[PROBLEM TO SOLVE]:
Word for word, retype every record in the listing.
━━━ SUPPLIED INFORMATION
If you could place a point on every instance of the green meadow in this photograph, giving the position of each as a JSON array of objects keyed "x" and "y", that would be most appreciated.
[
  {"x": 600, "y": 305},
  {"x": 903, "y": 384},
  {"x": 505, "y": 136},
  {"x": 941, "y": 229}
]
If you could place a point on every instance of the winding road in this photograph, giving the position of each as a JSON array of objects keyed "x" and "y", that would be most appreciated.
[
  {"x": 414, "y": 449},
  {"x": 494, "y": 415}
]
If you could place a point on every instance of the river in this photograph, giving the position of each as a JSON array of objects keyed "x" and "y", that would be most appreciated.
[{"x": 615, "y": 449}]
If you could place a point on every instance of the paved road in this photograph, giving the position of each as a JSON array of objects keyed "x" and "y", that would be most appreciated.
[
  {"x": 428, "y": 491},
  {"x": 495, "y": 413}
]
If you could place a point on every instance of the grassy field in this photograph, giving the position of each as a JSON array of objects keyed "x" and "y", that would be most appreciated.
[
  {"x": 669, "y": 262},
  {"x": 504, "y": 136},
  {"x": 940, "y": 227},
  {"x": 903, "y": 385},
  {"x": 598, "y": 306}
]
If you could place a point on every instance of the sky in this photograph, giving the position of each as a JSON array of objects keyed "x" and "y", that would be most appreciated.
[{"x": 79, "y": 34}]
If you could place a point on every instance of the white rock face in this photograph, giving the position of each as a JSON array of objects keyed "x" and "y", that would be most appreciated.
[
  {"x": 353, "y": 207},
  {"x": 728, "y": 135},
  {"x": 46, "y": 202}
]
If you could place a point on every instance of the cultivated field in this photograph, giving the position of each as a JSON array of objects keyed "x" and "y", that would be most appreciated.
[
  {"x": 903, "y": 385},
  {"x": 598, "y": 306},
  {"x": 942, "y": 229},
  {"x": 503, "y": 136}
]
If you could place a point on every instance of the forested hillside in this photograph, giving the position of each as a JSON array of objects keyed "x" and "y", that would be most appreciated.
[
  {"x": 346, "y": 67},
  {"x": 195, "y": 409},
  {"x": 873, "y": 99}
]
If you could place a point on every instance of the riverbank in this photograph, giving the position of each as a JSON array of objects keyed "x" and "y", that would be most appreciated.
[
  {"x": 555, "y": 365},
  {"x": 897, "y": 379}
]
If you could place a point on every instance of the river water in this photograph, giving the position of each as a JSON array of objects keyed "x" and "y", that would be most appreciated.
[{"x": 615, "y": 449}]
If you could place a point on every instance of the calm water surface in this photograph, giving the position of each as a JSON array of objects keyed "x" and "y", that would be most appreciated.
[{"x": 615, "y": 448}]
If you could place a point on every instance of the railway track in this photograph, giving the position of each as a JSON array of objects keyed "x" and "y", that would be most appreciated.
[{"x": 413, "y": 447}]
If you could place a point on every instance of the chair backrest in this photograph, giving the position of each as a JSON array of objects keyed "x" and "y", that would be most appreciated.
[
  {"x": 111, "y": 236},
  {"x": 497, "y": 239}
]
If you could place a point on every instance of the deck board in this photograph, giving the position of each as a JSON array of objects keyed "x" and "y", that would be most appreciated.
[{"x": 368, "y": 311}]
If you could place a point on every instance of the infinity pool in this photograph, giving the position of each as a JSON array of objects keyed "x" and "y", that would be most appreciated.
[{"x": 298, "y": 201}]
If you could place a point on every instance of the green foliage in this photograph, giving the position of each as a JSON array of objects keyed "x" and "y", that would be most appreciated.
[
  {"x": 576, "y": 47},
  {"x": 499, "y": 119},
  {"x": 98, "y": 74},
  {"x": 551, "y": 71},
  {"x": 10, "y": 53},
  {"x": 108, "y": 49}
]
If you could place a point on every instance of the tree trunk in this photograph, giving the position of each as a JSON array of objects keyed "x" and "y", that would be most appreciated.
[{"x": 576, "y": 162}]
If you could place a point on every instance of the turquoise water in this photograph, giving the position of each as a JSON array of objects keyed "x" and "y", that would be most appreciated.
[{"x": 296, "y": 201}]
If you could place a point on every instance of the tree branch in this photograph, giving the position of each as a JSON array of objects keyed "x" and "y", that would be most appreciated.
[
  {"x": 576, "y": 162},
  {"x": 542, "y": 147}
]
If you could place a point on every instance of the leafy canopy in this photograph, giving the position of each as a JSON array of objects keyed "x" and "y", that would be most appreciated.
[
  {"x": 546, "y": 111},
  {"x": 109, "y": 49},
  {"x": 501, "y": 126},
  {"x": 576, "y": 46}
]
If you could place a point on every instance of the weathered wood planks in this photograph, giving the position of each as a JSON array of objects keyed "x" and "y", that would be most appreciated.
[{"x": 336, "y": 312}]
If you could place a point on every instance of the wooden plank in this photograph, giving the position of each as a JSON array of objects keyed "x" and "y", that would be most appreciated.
━━━━━━
[EXERCISE SOLUTION]:
If you could place a point on every instance of the green meadow in this photograph, giving the position of each as a JSON array of objects keyed "x" and "y", that would be most appreciated.
[
  {"x": 600, "y": 305},
  {"x": 903, "y": 384},
  {"x": 505, "y": 136},
  {"x": 941, "y": 229}
]
If you could place a point on every instance of the winding road in this photograph, giving the position of each as a JSON array of objects keyed "x" and "y", that would be most appreciated.
[
  {"x": 414, "y": 449},
  {"x": 494, "y": 415}
]
If you could place a point on every instance of the river in this photograph, giving the position of each as a JSON array of objects keyed "x" and "y", that would be most appreciated.
[{"x": 615, "y": 449}]
If you could place a point on every instance of the paved road in this photograph, giving the position of each as a JSON array of objects keyed "x" and "y", that would be most appreciated.
[
  {"x": 428, "y": 491},
  {"x": 495, "y": 413}
]
If you could place a point on every instance of the grassy field in this photograph, giving the position of each as a JSON array of objects keyed "x" and "y", that would be most appreciated.
[
  {"x": 669, "y": 262},
  {"x": 504, "y": 136},
  {"x": 940, "y": 227},
  {"x": 903, "y": 385},
  {"x": 598, "y": 306}
]
If you could place a point on every instance of the sky in this photograph, giving the position of each as a JSON array of objects keyed "x" and "y", that would be most appreciated.
[{"x": 79, "y": 34}]
If you could place a point on every instance of the white rock face in this photograph, giving the position of each as a JSON array of objects keyed "x" and "y", that would be most appreciated.
[
  {"x": 353, "y": 207},
  {"x": 728, "y": 135},
  {"x": 46, "y": 202}
]
If you could place a point on every instance of the cultivated field in this photograph, giving the position of each as a JSON array of objects keyed "x" and "y", that would be most appreciated.
[
  {"x": 903, "y": 385},
  {"x": 598, "y": 306},
  {"x": 942, "y": 229},
  {"x": 503, "y": 136}
]
If you could place a point on every instance of the forested hillside in this photograph, giving the position of each as a JSON array of objects keyed "x" and "y", that would be most appreciated.
[
  {"x": 346, "y": 67},
  {"x": 195, "y": 409},
  {"x": 873, "y": 99}
]
If you could place a point on every instance of the riverbank in this photograph, giving the position of each as a JSON array of objects keyed "x" and "y", that would be most appreciated.
[
  {"x": 555, "y": 365},
  {"x": 897, "y": 379}
]
If you could place a point on every instance of the river water in this photograph, giving the position of each as a JSON array of objects keyed "x" and "y", that would be most appreciated.
[{"x": 615, "y": 449}]
If you could place a point on every instance of the calm water surface in this photograph, giving the position of each as a JSON array of objects keyed "x" and "y", that would be most appreciated.
[{"x": 615, "y": 448}]
If you could place a point on every instance of the railway track in this photograph, giving the position of each as a JSON array of objects keyed "x" and "y", that would be most appreciated.
[{"x": 413, "y": 447}]
If you could place a point on every instance of the chair backrest in this photograph, giving the position of each as a JSON array of objects keyed "x" and "y", that would be most appreciated.
[
  {"x": 111, "y": 236},
  {"x": 497, "y": 239}
]
If you could place a point on every instance of the deck board in this photograph, giving the position of each as a JSON array of objects keyed "x" and "y", that would be most appreciated.
[{"x": 368, "y": 311}]
If you could place a point on every instance of the infinity pool in this photograph, giving the position of each as a JSON array of objects keyed "x" and "y", that would be most appreciated.
[{"x": 298, "y": 201}]
If you could place a point on every instance of the green foliage in this photograph, giving the position of each as a JSON array of objects keyed "x" and "y", that would be most appreciated.
[
  {"x": 576, "y": 47},
  {"x": 499, "y": 119},
  {"x": 98, "y": 74},
  {"x": 551, "y": 71},
  {"x": 10, "y": 53},
  {"x": 108, "y": 49}
]
If you could place a point on every instance of the tree trunk in this photograph, giving the position of each as a JSON array of objects keyed "x" and "y", that would be most appreciated.
[{"x": 576, "y": 162}]
If you could place a point on every instance of the turquoise water in this photograph, giving the position of each as a JSON array of objects keyed "x" and "y", that would be most appreciated.
[{"x": 296, "y": 201}]
If you could place a point on every instance of the tree branch in this photograph, giving the position of each as a JSON array of objects keyed "x" and "y", that would be most appreciated.
[
  {"x": 576, "y": 162},
  {"x": 542, "y": 147}
]
If you could place a point on every instance of the leafy canopy in this photograph, giving the position of each as a JSON array of objects keyed "x" and "y", that would be most appreciated.
[
  {"x": 546, "y": 111},
  {"x": 109, "y": 49},
  {"x": 501, "y": 126},
  {"x": 576, "y": 46}
]
If you could place a point on every instance of the weathered wood planks in this photograph, giving the position of each as a JSON array of objects keyed "x" and "y", that would be most appreciated.
[{"x": 336, "y": 312}]
If you could place a point on every instance of the wooden plank in this photograph, giving the position of each as a JSON array of objects keyed "x" and "y", that would be most appreciated.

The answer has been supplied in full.